Directive:
Pull every item below into your answer, copying each line word for word. Leave the pictures out.

Material supplied:
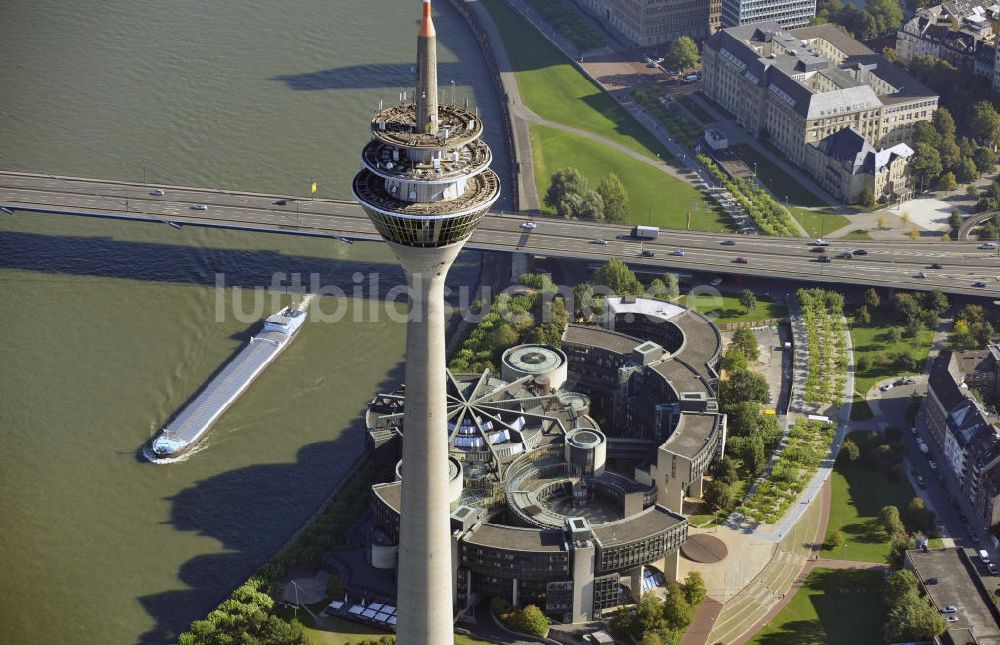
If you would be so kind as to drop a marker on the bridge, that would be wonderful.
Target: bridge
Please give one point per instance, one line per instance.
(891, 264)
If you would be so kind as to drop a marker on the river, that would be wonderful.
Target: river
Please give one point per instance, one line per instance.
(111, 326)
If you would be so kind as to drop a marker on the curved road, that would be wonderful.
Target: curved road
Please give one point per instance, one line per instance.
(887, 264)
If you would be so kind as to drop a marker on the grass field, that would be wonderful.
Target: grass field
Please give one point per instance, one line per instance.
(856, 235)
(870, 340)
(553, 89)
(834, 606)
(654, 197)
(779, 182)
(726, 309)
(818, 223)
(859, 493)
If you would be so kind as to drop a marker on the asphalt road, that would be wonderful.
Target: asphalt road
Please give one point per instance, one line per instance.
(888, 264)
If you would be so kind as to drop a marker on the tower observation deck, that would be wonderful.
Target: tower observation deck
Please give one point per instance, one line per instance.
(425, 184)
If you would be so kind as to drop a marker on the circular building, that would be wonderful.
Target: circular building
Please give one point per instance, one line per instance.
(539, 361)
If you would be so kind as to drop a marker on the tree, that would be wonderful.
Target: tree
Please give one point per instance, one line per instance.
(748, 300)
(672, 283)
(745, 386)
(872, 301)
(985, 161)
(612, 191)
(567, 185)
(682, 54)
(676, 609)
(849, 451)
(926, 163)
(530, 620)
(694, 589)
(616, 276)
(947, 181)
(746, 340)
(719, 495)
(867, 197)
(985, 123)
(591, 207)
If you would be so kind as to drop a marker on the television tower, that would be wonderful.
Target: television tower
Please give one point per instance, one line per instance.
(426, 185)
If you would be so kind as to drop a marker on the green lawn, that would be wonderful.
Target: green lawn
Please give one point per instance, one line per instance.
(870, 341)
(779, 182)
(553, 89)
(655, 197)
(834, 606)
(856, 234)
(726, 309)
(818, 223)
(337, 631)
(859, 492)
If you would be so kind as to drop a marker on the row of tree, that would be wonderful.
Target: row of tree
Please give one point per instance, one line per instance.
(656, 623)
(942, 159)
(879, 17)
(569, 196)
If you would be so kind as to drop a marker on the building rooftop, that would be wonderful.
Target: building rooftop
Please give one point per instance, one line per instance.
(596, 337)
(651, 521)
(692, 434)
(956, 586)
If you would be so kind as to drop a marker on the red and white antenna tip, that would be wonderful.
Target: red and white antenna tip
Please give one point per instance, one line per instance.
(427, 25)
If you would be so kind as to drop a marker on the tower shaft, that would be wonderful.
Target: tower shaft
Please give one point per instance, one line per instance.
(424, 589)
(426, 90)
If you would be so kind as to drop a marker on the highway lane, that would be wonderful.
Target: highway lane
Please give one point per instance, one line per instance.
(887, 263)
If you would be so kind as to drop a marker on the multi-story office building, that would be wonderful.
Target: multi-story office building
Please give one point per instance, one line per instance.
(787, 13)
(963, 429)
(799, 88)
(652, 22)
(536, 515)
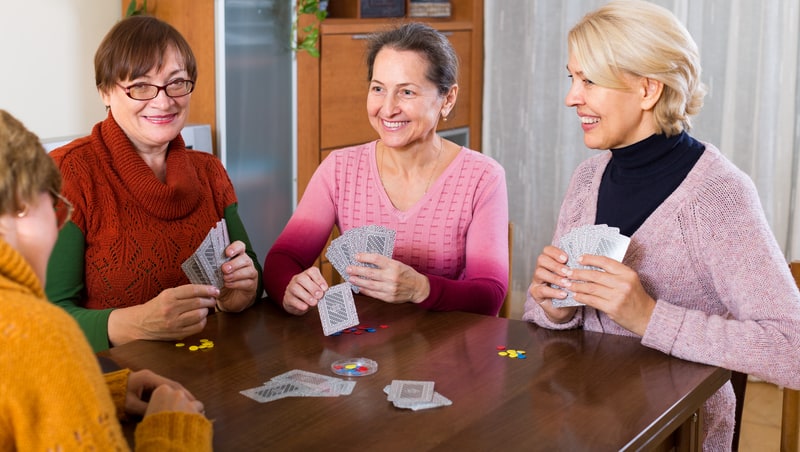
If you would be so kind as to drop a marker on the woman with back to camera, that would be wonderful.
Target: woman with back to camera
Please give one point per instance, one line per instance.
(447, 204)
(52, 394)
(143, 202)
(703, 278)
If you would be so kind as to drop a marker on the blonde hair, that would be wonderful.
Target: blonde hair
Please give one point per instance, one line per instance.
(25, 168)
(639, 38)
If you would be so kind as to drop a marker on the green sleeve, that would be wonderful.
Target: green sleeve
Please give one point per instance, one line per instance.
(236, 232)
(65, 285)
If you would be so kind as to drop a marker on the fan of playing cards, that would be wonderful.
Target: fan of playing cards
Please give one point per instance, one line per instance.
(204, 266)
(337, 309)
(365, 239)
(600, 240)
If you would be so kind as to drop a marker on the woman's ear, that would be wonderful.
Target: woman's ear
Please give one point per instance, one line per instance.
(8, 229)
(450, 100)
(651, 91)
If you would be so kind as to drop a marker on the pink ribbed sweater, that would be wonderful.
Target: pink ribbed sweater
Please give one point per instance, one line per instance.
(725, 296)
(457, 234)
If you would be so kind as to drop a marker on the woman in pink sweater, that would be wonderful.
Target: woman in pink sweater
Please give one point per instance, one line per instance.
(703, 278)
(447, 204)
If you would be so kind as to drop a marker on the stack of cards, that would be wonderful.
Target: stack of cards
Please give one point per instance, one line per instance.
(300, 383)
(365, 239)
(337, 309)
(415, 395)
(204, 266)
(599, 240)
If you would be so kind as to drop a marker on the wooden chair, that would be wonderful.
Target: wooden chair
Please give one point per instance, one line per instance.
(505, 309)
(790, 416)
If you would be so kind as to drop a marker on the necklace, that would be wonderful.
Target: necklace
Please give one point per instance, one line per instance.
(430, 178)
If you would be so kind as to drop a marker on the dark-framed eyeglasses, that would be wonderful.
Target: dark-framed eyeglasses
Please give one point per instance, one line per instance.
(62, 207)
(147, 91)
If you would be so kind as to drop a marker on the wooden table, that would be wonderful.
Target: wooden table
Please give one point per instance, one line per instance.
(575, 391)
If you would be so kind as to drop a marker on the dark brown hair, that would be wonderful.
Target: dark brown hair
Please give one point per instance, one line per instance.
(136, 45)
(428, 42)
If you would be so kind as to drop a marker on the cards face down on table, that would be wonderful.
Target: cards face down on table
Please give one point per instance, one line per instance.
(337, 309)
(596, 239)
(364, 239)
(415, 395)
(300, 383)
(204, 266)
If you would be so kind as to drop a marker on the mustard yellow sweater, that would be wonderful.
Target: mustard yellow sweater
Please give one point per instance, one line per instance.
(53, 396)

Solution to this problem:
If you would be so kind as to drop a marker on the bridge, that would be wonderful.
Target: bridge
Please give one point per instance, one line per instance.
(891, 264)
If you would be so kind as to drop a marker on the river, that would be wonderful.
Target: river
Please give one point per instance, one line per instance.
(111, 326)
If you would be so kind as to drop a marker on the curved road, that would be wonderful.
Target: curved road
Please give one point per instance, one line per instance.
(887, 264)
If you would be so kind as to drop a marker on the grass field, that would be wonderful.
Target: grass field
Please give one point per instance, one line per instance.
(856, 235)
(870, 340)
(553, 89)
(834, 606)
(654, 197)
(779, 182)
(726, 309)
(818, 223)
(859, 493)
If you would be so kind as to drop a marker on the asphalt road, that would be wonderful.
Target: asphalt road
Please give one point per instance, one line per instance.
(888, 264)
If you would be so kind as to drop a marker on the tower observation deck, that would be wonderful.
Target: tower observation deck
Please give one point per instance, one line per instance.
(425, 184)
If you would be so kind as to drop a marker on the circular building, that would be wonderful.
Target: circular building
Please give one point per instance, one line per instance.
(539, 361)
If you would be so kind as to drop a marker on the tree, that would be wonderful.
Target: tree
Please give one point per instance, one line per instance.
(748, 300)
(672, 283)
(745, 386)
(872, 301)
(985, 161)
(612, 191)
(567, 185)
(682, 54)
(676, 609)
(849, 451)
(926, 163)
(530, 620)
(694, 589)
(616, 276)
(947, 181)
(746, 340)
(719, 495)
(867, 197)
(985, 123)
(591, 207)
If you would be so kind as to drop a marker on the television tower, that would be wonderful.
Target: television tower
Please give one point per instance, one line per instance.
(426, 185)
If you would be so kind as to drop a marker on the green lawn, that would be wonderful.
Target: green lawn
Please give one point per instance, one line per instance.
(870, 341)
(779, 182)
(553, 89)
(655, 197)
(834, 606)
(856, 234)
(726, 309)
(818, 223)
(337, 631)
(859, 492)
If you would be so kind as to drop a marker on the row of tree, that would be wonderful.
Target: row of tree
Please give one point per instance, one line per instance.
(656, 623)
(942, 159)
(879, 17)
(569, 196)
If you would be so kind as to drop a marker on the building rooftop, that would be wonderful.
Target: building rooftop
Please give one point per instance, one line per instance.
(596, 337)
(651, 521)
(692, 434)
(956, 586)
If you would be so kind as to drop a marker on the red and white antenna tip, that would be wonderful.
Target: red and white antenna tip
Please give one point per instance, one line per instance.
(427, 25)
If you would be so kind as to drop a marker on the tower shaft, that would be wonderful.
Target: tower shaft
Please give one point per instance, one line per instance.
(424, 589)
(426, 90)
If you would be so kind as to drop a marker on the highway lane, that would be wonderful.
Target: highway lane
Please give one point per instance, one line per instance.
(887, 263)
If you would be so kind as to drop a marker on the multi-story office building, that would be wonderful.
Target: multi-story office building
Please give one point per instance, one line per instance.
(787, 13)
(963, 429)
(799, 88)
(652, 22)
(536, 515)
If you would be so kind as to drop a marker on the woman with back to camera, that would be wonderful.
Target: woman with back to camera
Please give one point per instance, one line per instance.
(447, 204)
(52, 394)
(143, 202)
(703, 278)
If you would be so kind as to drop a marker on the blonde hair, that would be wonderful.
Target: blonde hair
Please give one point per instance, one line per instance.
(25, 168)
(639, 38)
If you would be so kind as to drop a marker on the green sleeve, that would be wonderful.
Target: green sleeve
Please give one point per instance, one line per instance.
(236, 232)
(65, 285)
If you would be so kind as to drop a marker on the fan of playing cards, that would be wonderful.
Target: fan of playing cards
Please give one point per instance, one line per instance.
(204, 266)
(337, 309)
(365, 239)
(600, 240)
If you would be so kind as to drop a marker on the woman's ear, that would be wonderful.
Target: woman's ear
Please give one point per instance, one line per instance.
(8, 229)
(450, 100)
(651, 91)
If you would be so kind as to drop a marker on the pink ribbed sweater, that would be wonderful.
Target: pink ribbed sweater
Please give one point per instance, one line per instance.
(725, 296)
(457, 234)
If you would be so kind as to drop a marker on the woman in pink sweater, that would be wonderful.
Target: woman in pink sweater
Please give one point per instance, one line per instance.
(703, 278)
(447, 204)
If you would be so kind as to drop a marker on the stack of cards, that would be wonderful.
Target: stack of cards
Please give one point per instance, one line per instance.
(300, 383)
(365, 239)
(337, 309)
(415, 395)
(204, 266)
(599, 240)
If you would be so kind as to drop a marker on the wooden chair, that would be wonderful.
Target: wooden chair
Please give one point per instance, one line per instance.
(505, 309)
(790, 416)
If you would be so kind as to drop a marker on the necklace, that would be wonderful.
Target: necklace
Please give one point per instance, one line per instance.
(430, 178)
If you would be so kind as to drop a marker on the dark-framed eyeglasses, that would be wonderful.
Target: dark-framed eyeglasses
Please give one point per instance, one line per instance.
(62, 207)
(147, 91)
If you would be so kind as to drop a marker on the wooden table, that would be wonderful.
Target: wooden table
Please give one point per instance, one line per instance.
(575, 391)
If you would be so kind as to drop a marker on the dark brown hair, that would be wonderful.
Target: dark brown hair
Please give one point per instance, one line per instance.
(136, 45)
(428, 42)
If you would be so kind as to drop a marker on the cards face down on table, that would be wonderful.
Target: cards face down on table
Please give one point per instance, one line per instance.
(337, 309)
(596, 239)
(364, 239)
(415, 395)
(300, 383)
(204, 266)
If you would be so kind as to drop a marker on the mustard yellow sweater, that would be wonderful.
Target: mustard yellow sweater
Please give one point per instance, one line per instance.
(53, 396)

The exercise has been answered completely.